▶ _Aim_: Can you copy every entry below word for word, leaving out the pictures?

▶ _Rows_:
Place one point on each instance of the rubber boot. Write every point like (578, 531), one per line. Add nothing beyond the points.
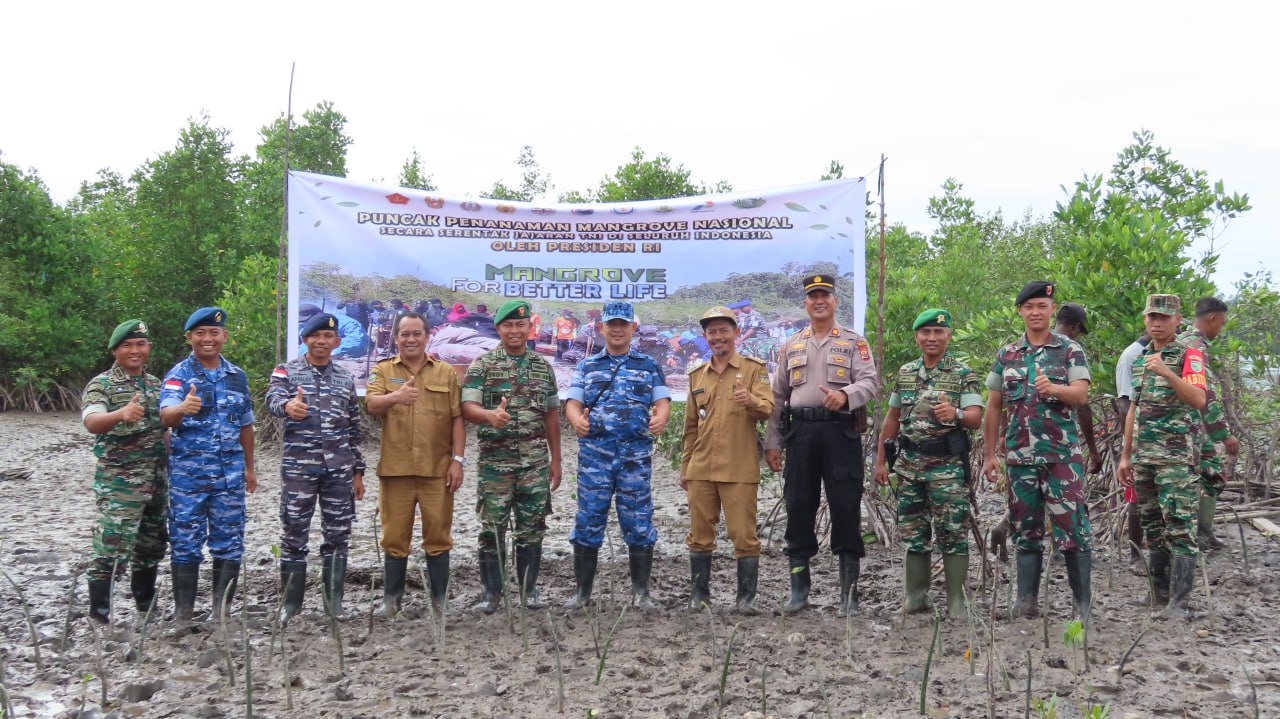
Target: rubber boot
(641, 566)
(1079, 576)
(699, 580)
(100, 600)
(490, 582)
(529, 562)
(1205, 536)
(584, 576)
(293, 586)
(333, 582)
(799, 599)
(142, 585)
(393, 585)
(748, 577)
(955, 571)
(918, 569)
(225, 573)
(1180, 582)
(1029, 566)
(184, 581)
(849, 569)
(438, 576)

▶ _Task output_:
Place one point on each instance of the rubber boot. Write every point like (578, 531), one per line. Add nothing beyond the points.
Target: rubber boot
(641, 566)
(1079, 576)
(699, 580)
(100, 600)
(490, 582)
(529, 562)
(1205, 536)
(584, 576)
(293, 586)
(333, 582)
(799, 599)
(142, 585)
(393, 585)
(748, 577)
(955, 571)
(918, 569)
(225, 573)
(1180, 582)
(1029, 566)
(184, 581)
(849, 569)
(438, 576)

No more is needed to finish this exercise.